Dois passos à frente, um atrás: a homossexualidade como doença

Na Espanha, a goleira Alba Aragón, do CAP Ciudad de Murcia, foi a um hospital fazer exame ginecológico de rotina. Em vez do serviço básico, recebeu uma dose gratuita de LGBTfobia
A goleira Alba Aragón com o laudo que aponta que ela possui
Foto: Reprodução A goleira Alba Aragón com o laudo que aponta que ela possui "doença homossexual"

Existe um pressuposto sobre assédio que, por vezes, acaba passando batido diante dos absurdos do dia a dia. Para caracterizá-lo precisa haver uma hierarquia entre as duas partes. A leitura mais simples é a de que se resume ao trato entre chefe e empregado. Mas outras nuances existem. Em um hospital, por exemplo, as figuras de autoridade são médicos.

Dados armazenados:
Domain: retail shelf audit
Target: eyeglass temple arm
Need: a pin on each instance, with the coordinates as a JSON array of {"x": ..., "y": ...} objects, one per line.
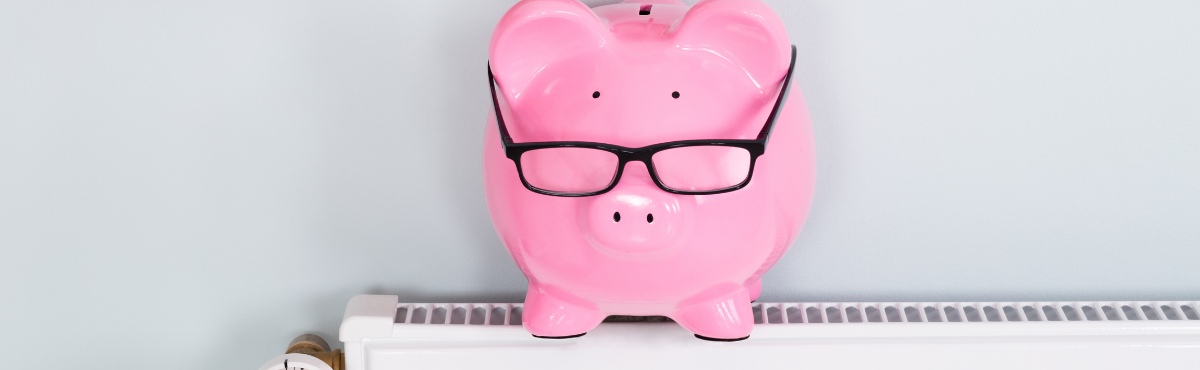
[
  {"x": 779, "y": 103},
  {"x": 505, "y": 139}
]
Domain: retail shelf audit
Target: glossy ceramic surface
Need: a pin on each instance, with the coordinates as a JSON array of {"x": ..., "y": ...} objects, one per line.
[{"x": 634, "y": 75}]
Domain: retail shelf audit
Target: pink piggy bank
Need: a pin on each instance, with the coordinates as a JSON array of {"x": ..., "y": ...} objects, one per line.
[{"x": 645, "y": 159}]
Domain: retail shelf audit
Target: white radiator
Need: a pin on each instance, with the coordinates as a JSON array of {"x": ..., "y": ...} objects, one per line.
[{"x": 382, "y": 334}]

Requisitos do problema:
Dê sequência ao texto sobre o laudo de "doença homossexual" recebido pela goleira Alba Aragón, começando logo depois da última frase apresentada.

Resposta do exercício:
A goleira Alba Aragón, do CAP Ciudad de Murcia, em Murcia (Espanha), foi ao hospital Reina Sofía na segunda-feira, 4, para exame ginecológico de rotina. Aos 19 anos e lésbica assumida e bem resolvida há quatro, ela comentou abertamente sobre a orientação sexual — afinal, a informação podia ser relevante para o procedimento. Perguntada, ela autorizou que a informação constasse na ficha dela. "O que eu não esperava é que aparecesse no relatório literalmente como uma doença", declarou a goleira.

Não importa o quão forte, o quão bem resolvida a pessoa seja. Uma violência como essa é chocante — pelo menos para a nossa geração. Até 17 de março de 1990, a "condição homossexual" constava na Classificação Estatística Internacional de Doenças e Problemas Relacionados à Saúde (CID) da Organização Mundial de Saúde (OMS) — esse órgão que extremistas negacionistas hoje chamam de comunista. Efetivamente, isso significava que a identidade homossexual era passível de "cura", algo inexistente.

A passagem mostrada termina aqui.